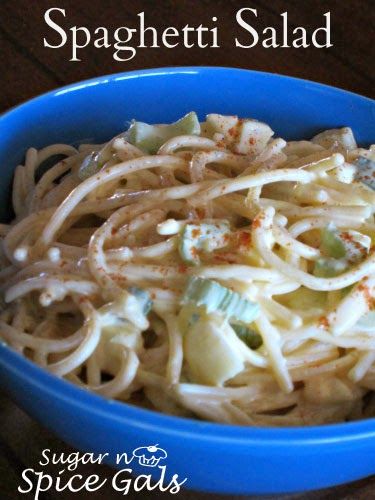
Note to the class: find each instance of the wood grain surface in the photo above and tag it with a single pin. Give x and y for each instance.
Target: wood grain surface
(27, 69)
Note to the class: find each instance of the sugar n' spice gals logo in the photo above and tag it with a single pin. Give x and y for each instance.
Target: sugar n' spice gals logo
(151, 458)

────────────────

Copy exactly the line that contains "Note to the class: find each instance of the sugar" and every line after it through the end of the entries, with nothing added.

Note to the class: find each instance of the sugar n' spice gals logo in the photo above and tag it with a single pin. Give x and y for each instance.
Target: sugar n' spice gals logo
(151, 458)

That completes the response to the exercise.